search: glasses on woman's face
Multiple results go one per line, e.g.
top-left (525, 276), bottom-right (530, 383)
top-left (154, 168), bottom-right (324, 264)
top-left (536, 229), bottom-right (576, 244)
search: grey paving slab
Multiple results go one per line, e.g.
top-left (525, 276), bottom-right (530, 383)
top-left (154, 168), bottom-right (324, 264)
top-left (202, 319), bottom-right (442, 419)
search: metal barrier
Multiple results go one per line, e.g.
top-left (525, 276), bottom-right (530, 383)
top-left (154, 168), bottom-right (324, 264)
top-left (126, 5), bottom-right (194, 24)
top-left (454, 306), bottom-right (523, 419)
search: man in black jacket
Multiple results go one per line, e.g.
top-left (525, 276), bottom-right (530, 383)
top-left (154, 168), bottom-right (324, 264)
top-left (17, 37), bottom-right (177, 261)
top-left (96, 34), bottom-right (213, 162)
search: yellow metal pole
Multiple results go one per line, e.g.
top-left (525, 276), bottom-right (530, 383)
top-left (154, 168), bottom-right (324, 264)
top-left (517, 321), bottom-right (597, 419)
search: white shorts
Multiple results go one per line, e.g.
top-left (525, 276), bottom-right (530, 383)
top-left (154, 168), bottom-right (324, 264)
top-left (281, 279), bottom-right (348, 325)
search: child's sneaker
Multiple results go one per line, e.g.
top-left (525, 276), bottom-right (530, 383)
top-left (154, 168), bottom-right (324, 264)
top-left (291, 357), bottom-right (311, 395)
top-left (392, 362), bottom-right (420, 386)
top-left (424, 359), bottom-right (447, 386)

--- Assignment ---
Your response must repeat the entries above exactly, in full.

--- Finished exercise ---
search: glasses on woman's face
Multiple results go one per line, e.g.
top-left (525, 276), bottom-right (530, 383)
top-left (154, 168), bottom-right (324, 264)
top-left (536, 229), bottom-right (576, 244)
search: grey paving slab
Multiple results go one per line, e.g.
top-left (525, 276), bottom-right (530, 383)
top-left (154, 168), bottom-right (324, 264)
top-left (202, 319), bottom-right (442, 419)
search: metal barrier
Multiple results go one per line, e.g.
top-left (525, 276), bottom-right (530, 383)
top-left (154, 168), bottom-right (324, 264)
top-left (126, 5), bottom-right (194, 24)
top-left (454, 306), bottom-right (523, 419)
search: man in black jacket
Multiple results go one per line, e.g.
top-left (525, 276), bottom-right (530, 383)
top-left (154, 168), bottom-right (324, 264)
top-left (17, 37), bottom-right (177, 261)
top-left (96, 34), bottom-right (213, 162)
search: yellow metal pole
Multiple results go one per line, e.g.
top-left (525, 276), bottom-right (530, 383)
top-left (154, 168), bottom-right (324, 264)
top-left (517, 321), bottom-right (597, 419)
search: white shorts
Multiple results go one per line, e.g.
top-left (525, 276), bottom-right (530, 383)
top-left (154, 168), bottom-right (324, 264)
top-left (281, 279), bottom-right (348, 325)
search: child's sneaker
Multiple results go one per line, e.g.
top-left (525, 276), bottom-right (530, 383)
top-left (154, 168), bottom-right (324, 264)
top-left (291, 357), bottom-right (311, 395)
top-left (392, 362), bottom-right (420, 386)
top-left (424, 359), bottom-right (447, 386)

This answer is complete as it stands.